* **EXERCISE**
In full and without alteration, print the entries that follow.
#####
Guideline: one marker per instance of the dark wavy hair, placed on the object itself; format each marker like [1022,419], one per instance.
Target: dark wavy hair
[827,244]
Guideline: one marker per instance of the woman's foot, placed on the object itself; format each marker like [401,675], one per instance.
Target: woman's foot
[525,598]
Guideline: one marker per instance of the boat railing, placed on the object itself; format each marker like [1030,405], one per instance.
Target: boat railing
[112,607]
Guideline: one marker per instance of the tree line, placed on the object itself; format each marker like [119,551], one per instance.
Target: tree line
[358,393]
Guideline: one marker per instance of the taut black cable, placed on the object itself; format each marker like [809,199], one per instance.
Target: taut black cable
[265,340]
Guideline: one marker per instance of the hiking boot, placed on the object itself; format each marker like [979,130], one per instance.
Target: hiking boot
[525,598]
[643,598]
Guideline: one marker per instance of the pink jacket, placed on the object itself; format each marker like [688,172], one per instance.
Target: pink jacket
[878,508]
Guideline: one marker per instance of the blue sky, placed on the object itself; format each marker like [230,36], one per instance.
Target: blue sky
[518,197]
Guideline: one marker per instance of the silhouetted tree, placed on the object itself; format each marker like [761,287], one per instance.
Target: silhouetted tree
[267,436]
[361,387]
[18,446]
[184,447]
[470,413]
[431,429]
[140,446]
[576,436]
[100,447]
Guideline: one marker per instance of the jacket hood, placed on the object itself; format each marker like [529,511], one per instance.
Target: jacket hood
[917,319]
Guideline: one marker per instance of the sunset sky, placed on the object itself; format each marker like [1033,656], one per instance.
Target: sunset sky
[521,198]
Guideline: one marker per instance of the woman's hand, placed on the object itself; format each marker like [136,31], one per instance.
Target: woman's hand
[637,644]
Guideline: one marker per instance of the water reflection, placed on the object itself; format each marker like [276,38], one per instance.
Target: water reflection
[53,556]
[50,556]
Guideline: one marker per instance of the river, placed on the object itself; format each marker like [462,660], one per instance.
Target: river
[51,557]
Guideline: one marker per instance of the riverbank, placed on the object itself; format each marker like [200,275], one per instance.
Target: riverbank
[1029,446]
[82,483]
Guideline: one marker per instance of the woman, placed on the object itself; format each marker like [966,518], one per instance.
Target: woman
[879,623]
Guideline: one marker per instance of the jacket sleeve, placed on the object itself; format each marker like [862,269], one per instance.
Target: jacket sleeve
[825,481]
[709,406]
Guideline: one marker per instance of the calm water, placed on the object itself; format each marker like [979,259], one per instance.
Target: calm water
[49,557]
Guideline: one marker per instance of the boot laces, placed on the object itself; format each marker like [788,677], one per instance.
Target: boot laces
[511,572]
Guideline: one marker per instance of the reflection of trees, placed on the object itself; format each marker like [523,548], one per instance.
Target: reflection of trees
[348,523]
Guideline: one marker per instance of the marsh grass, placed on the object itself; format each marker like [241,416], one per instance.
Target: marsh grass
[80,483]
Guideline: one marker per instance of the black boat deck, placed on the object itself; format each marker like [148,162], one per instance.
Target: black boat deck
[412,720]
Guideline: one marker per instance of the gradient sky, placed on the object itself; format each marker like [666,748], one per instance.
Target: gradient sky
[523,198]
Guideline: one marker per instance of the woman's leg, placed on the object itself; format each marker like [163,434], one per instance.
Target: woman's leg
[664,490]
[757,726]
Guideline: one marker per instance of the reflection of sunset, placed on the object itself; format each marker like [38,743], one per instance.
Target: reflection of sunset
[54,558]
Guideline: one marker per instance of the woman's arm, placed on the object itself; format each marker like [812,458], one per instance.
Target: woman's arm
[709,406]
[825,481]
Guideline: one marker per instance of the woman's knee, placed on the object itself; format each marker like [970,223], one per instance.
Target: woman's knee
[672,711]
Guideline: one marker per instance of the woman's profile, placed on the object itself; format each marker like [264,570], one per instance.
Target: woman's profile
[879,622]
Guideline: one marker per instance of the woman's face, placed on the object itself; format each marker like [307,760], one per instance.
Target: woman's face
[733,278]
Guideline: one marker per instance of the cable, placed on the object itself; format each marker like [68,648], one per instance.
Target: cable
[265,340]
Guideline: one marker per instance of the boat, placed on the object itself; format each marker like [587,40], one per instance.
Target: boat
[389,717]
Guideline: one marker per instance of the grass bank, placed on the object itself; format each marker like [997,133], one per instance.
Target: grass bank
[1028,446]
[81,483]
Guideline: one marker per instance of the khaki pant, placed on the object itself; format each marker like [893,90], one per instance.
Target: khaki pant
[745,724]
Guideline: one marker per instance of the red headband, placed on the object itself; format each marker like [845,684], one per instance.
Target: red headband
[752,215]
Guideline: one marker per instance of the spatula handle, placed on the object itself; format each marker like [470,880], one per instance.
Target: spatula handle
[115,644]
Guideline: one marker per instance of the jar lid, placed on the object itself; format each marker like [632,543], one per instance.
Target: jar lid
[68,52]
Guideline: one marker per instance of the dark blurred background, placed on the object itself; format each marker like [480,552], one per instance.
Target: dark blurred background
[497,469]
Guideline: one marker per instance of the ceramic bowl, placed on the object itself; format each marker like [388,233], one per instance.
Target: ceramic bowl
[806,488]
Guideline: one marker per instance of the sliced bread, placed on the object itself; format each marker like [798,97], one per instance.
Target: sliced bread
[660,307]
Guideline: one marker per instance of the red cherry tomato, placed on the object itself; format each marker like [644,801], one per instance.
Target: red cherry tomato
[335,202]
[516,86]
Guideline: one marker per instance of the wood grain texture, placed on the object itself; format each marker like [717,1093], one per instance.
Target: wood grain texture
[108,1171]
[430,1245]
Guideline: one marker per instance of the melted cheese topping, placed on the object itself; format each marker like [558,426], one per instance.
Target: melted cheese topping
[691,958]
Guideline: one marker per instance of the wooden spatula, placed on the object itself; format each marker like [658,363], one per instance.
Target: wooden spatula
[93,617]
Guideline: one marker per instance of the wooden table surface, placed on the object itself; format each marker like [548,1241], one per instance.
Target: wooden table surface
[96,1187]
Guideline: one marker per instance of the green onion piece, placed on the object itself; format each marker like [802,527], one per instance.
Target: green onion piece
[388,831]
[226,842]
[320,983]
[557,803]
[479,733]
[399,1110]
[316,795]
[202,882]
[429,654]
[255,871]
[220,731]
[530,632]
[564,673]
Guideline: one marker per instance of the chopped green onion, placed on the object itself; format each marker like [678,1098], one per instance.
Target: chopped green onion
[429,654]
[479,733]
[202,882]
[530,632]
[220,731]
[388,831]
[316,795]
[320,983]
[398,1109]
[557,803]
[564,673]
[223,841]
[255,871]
#####
* **ANSWER SECTION**
Guideline: one marker per instance of the dark wavy hair, placed on the object itself; format each marker like [1022,419], one per instance.
Target: dark wavy hair
[827,244]
Guideline: one marker per instance of the woman's foot, placed on the object itself; format each marker like [401,675], one per instance.
Target: woman's foot
[525,598]
Guideline: one marker per instance of the boat railing, placed on the object itself; format each marker like [1030,405], one per instance.
Target: boat railing
[112,607]
Guideline: one marker per instance of the tree line, placed on the object itself; format each marker like [119,551], one per instance.
Target: tree line
[358,393]
Guideline: one marker per instance of the taut black cable, placed on the object itself; format each marker like [809,199], one per instance.
Target: taut black cable
[265,340]
Guideline: one marker per instance of the hiking boot, placed on the object itself; format each marker like [979,130], one per instance.
Target: hiking boot
[525,598]
[643,598]
Guideline: one marker per instance of the pink jacket, placed on the object itself; format each marker like [688,172], one per instance.
Target: pink jacket
[878,508]
Guideline: one marker per instance of the blue sky, placed on the object itself; format each marker like [230,36], one per instance.
Target: blue sky
[518,197]
Guideline: one marker per instance of the silhouetted tree, placed on the object itself; format each marker like [761,287], one per instance.
Target: silhouetted tree
[267,436]
[361,387]
[18,446]
[184,447]
[470,413]
[431,429]
[140,446]
[576,436]
[100,447]
Guideline: one marker per instance of the jacket hood, placed on the object itself; format each marker like [529,511], one per instance.
Target: jacket hood
[917,319]
Guideline: one marker per instance of the sunset sky, placed on the object itself; format each marker like [1033,656], one per instance.
Target: sunset sky
[521,198]
Guideline: one marker per instance of the woman's hand, placed on the object itself; format each marker like [136,31], one per instance.
Target: woman's hand
[637,644]
Guideline: one marker per instance of the water reflection, placed on the object itself; format each marker like [276,38], one per instance.
Target: water reflection
[53,556]
[50,556]
Guideline: one marker per instance of the river, placed on the object itself; format each marker like [462,660], one per instance.
Target: river
[51,557]
Guideline: one marker per instance of the riverbank, placed on the object itself; format each marker like [200,275], one per instance.
Target: riverbank
[1029,446]
[82,483]
Guideline: one marker per instance of the woman, placed on the object itself; format each marker like [966,518], one per instance.
Target: woman
[879,623]
Guideline: one marker per instance of the jacket sleeve, placed on the object itself; format each marker like [862,269], one per instance.
Target: jacket sleeve
[825,481]
[709,406]
Guideline: one marker per instance of the calm water, placed on the object itself; format each marker like [979,259], one per instance.
Target: calm water
[49,557]
Guideline: one marker per instance of the boot laces, placed on the object itself; format each marker like [788,677], one per instance.
Target: boot laces
[511,572]
Guideline: one marker per instance of the reflection of trees, placed on the object itself; format each marker like [523,548], one per instance.
Target: reflection of trees
[348,523]
Guideline: one marker per instance of the marsh grass, placed on the object itself; format each marker like [241,416], one per instance.
Target: marsh grass
[80,483]
Guideline: one marker per instance of the black boat deck, placed on the object itself; format each marker like [148,162], one per instance.
Target: black boat deck
[412,720]
Guideline: one marker per instance of the gradient sky, placed on the object itself; format each marker like [666,748], one per instance.
Target: gradient sky
[523,198]
Guideline: one marker per instance of the woman's leg, placed on the object itself; format each marker like [163,434], one per instance.
Target: woman's leg
[664,490]
[757,726]
Guideline: one marker per instance of the reflection of sunset, placed on the object itself; format each marker like [38,743], one per instance.
Target: reflection of sunset
[54,558]
Guideline: one marker per instance of the woman's arm, placed on the object itself; format each marker like [812,458], one per instance.
Target: woman's arm
[709,406]
[825,481]
Guideline: one marker per instance of the woman's knee, placed on the object itself; format each marker like [970,223], one per instance.
Target: woman's knee
[672,711]
Guideline: one marker per instance of the woman's profile, placed on the object itself; format each marker like [264,570], one per instance.
Target: woman's profile
[879,622]
Guideline: one marker per instance of the woman's face, placed on the object itself; format each marker like [307,760], one per instance.
Target: woman's face
[733,278]
Guideline: one marker per instance of the cable, placed on the object itself; format each marker like [68,648], one per instance.
Target: cable
[265,340]
Guideline: one marker per instance of the boat, placed on the object itself; format each marker like [587,40], one per instance.
Target: boat
[389,717]
Guideline: one marker per instance of the grass bank, placed on the object itself; format each marker like [997,133], one per instance.
Target: grass bank
[1028,446]
[81,483]
Guideline: one marker per instance of the khaki pant, placed on the object itself; format each marker like [893,90], one per instance.
Target: khaki pant
[745,724]
Guideline: one marker per instance of the red headband, placed on the object itself; format each marker like [845,684], one per instance.
Target: red headband
[752,215]
Guideline: one marker per instance of the spatula handle, placed on the object itself; format each marker like [470,880], one per instance.
Target: spatula handle
[115,644]
Guideline: one marker per instance of the jar lid, placed on the object itself; format each marker like [632,543], one per instance.
Target: jar lid
[68,52]
Guideline: one marker per instance of the dark blurred background, placed on the object itself; format each marker like [480,552], one per instance.
Target: dark blurred background
[497,469]
Guideline: one marker per instance of the ceramic bowl, placed on the object itself; format each marker like [388,233], one per instance.
Target: ceramic bowl
[806,488]
Guideline: one marker per instance of the sliced bread, placed on the object itself; format each marker like [798,97], one per instance.
Target: sliced bread
[660,307]
Guideline: one marker per instance of the red cherry tomato, placed on the object itself; format each marker like [644,801], one per instance.
Target: red cherry tomato
[335,202]
[516,86]
Guideline: one marker per instance of the wood grain texture, placed on the object itself; format each marker like [717,1093], one per instance.
Target: wood grain texture
[108,1171]
[430,1245]
Guideline: one marker per instance of the melted cheese topping, placed on the object itself; format each marker like [558,426], one per instance.
Target: melted cheese topping
[691,958]
Guideline: one marker per instance of the wooden spatula, placed on the object itself; format each marker like [658,363], one per instance.
Target: wooden spatula
[93,617]
Guideline: one marker per instance of the wooden table surface, placed on the object itself; format each marker like [548,1241], one per instance.
Target: wooden table surface
[96,1187]
Guideline: one marker per instance of the green onion piece, placed on the object itself; format each marker like [802,527], one per instance.
Target: green onion piece
[388,831]
[226,842]
[320,983]
[557,803]
[479,733]
[399,1110]
[316,795]
[202,882]
[429,654]
[255,871]
[220,731]
[530,632]
[564,673]
Guideline: one marker per instance of the chopped green onion, placed on the object itself; format each marker like [678,1098], one per instance.
Target: chopped green onion
[429,654]
[479,733]
[202,882]
[530,632]
[220,731]
[388,831]
[316,795]
[320,983]
[398,1109]
[557,803]
[564,673]
[223,841]
[255,871]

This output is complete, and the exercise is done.